-- Begin RECORDS TO PROCESS --

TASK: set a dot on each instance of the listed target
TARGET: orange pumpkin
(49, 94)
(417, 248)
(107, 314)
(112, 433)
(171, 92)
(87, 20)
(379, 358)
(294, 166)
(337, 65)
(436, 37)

-- End RECORDS TO PROCESS --

◆ **STATED GOAL**: Format every line of the items above as a Markdown table with the columns Row and Line. Number the rows in order and leave out any blank lines.

◆ **RESULT OF THE TASK**:
| Row | Line |
|---|---|
| 1 | TASK: set a dot on each instance of the listed target |
| 2 | TARGET: orange pumpkin |
| 3 | (49, 94) |
| 4 | (417, 248) |
| 5 | (107, 314) |
| 6 | (112, 433) |
| 7 | (171, 92) |
| 8 | (87, 20) |
| 9 | (379, 358) |
| 10 | (294, 166) |
| 11 | (337, 65) |
| 12 | (436, 37) |